06 July 2020

The 10 Useful Networking Commands You Should Know


What is my IP address? Who is the host of this website? Which mail service is this domain using? There exist web tools that can uncover these details but this sort of research can also be done using the command line on your computer.

Network Commands

Let’s explore a few essential networking commands that will help you know everything about a website from the terminal itself.

What is my IP address

curl https://checkip.amazonaws.com

Make a curl or wget request to the checkip.amazonaws.com and it prints the public IP address of your computer. You can also connect to Akamai’s whatismyip.akamai.com domain get your external IP address.

What is my Private IP address

ifconfig en0 | grep inet

Your computer has a private IP address that only work within the local network. For older Macs with a wired Ethernet port, use en0 for Ethernet interface or en1 for the WiFi interface. The networksetup -listnetworkserviceorder command will print a list all network interfaces available on your machine.

Find the Location of IP address

curl https://ip2c.org/?ip=8.8.8.8

The free ‘ip2c’ service resolves an IP address to the country.

- _Entries_:
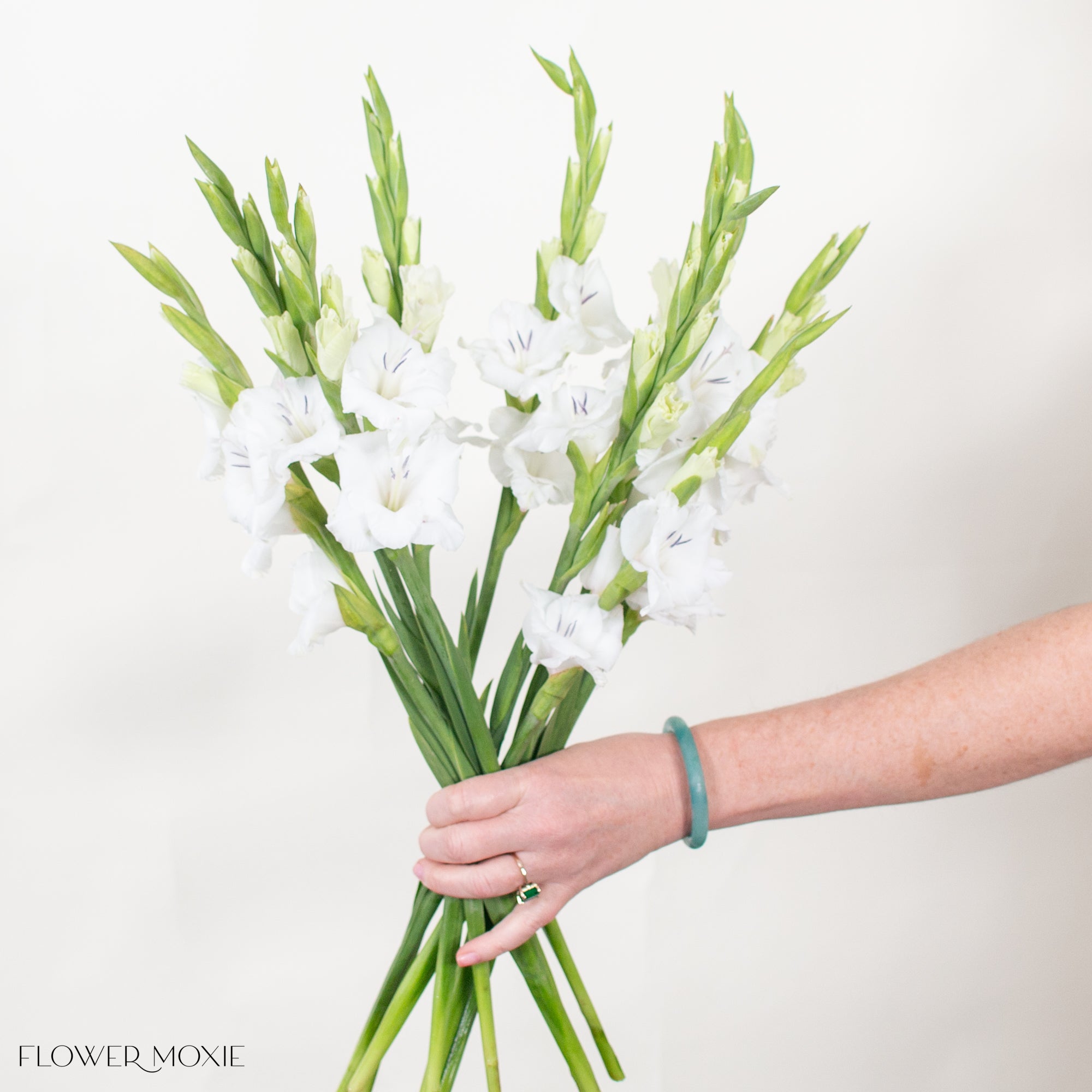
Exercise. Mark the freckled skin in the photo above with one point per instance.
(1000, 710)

==

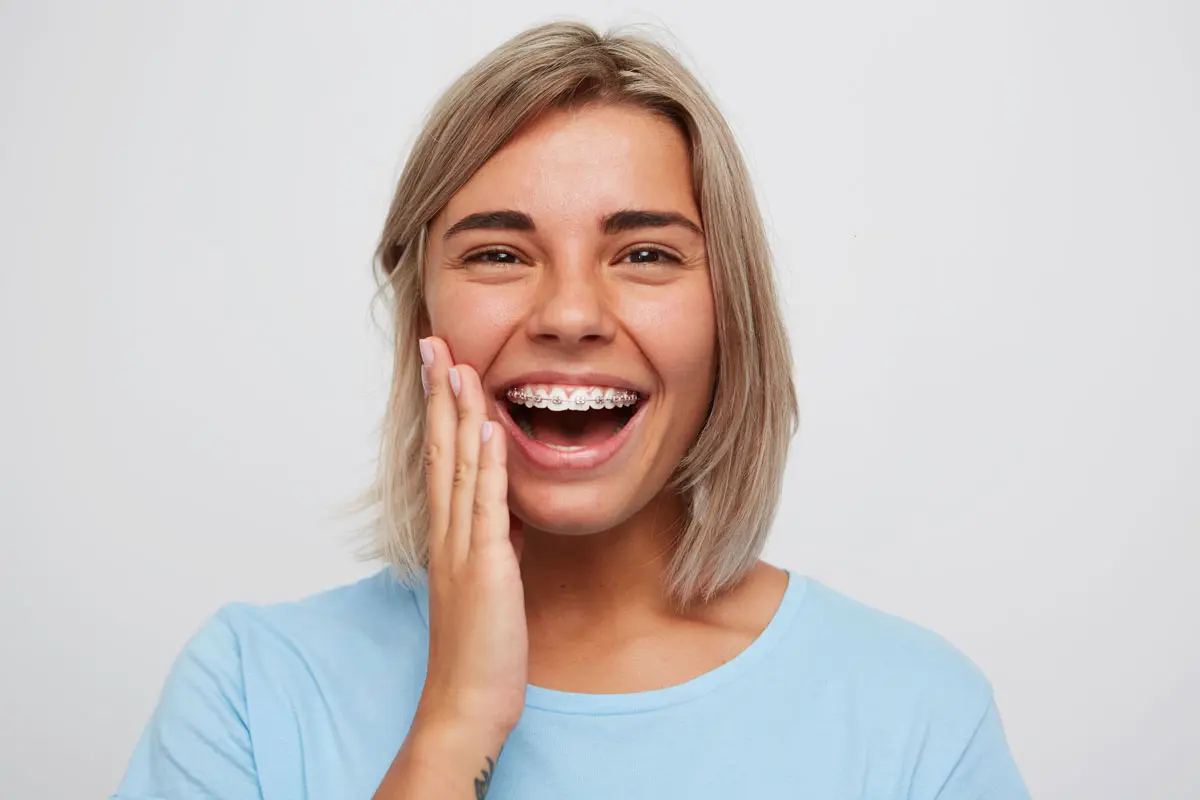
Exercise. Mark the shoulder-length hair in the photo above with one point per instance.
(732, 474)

- _Set problem 1_: Summarize the article on networking commands in two sentences.
- _Set problem 2_: Please write the next part of the networking commands article, picking up after its final sentence.

- _Written response 1_: Questions such as finding your IP address or a website's host can be answered from your computer's command line instead of web tools. A curl or wget request to checkip.amazonaws.com prints your public IP address, "ifconfig en0 | grep inet" shows your private IP address, and the free ip2c service resolves an IP address to its country.

- _Written response 2_:
Or use the ‘ipapi’ service to get more details of an IP address including the city name, timezone and even the latitude and longitude associated with an IP address.

curl https://ipapi.co/8.8.8.8/json

Check DNS Records

The dig command will help you query for any type of DNS records for a domain from the command line.

1. Find the IP address of a website

dig +short www.labnol.org

2. Find the Mail Server of Domain

The Mail Exchange (MX) records specify the incoming mail servers that used for delivering email messages sent to your domain name.

host -t MX labnol.org

3. Print all DNS Records of a Domain

Get a list of all DNS records of a domain including TXT records, MX records and name servers. The name servers handle queries regarding the location of the domain’s website, email and other services.

dig +nocmd amazon.com any +noall +answer

Who is hosting a website?

Use the dig command to find the IP address of a website and then use the same dig command to perform a reverse lookup to find the host of that IP address.

For instance, this command will print the IP address of the Netflix website:

dig +short netflix.com A | tail -1

Use that IP address in the next command to get the hostname:

dig +nocmd -x 52.11.104.17 +noall +answer

Find the owner of the website

Use the built-in whois command to reveal important information about any web domain including the date when it was first registered, the contact details of the website owner, the expiration date of the domain, the name of the domain registrar and so on.

whois dictation.io

You can also query the domain registration details on a specific registrar’s server with the -h flag. For instance, the next command performs a whois lookup on a website using the WHOIS server of Google Domains.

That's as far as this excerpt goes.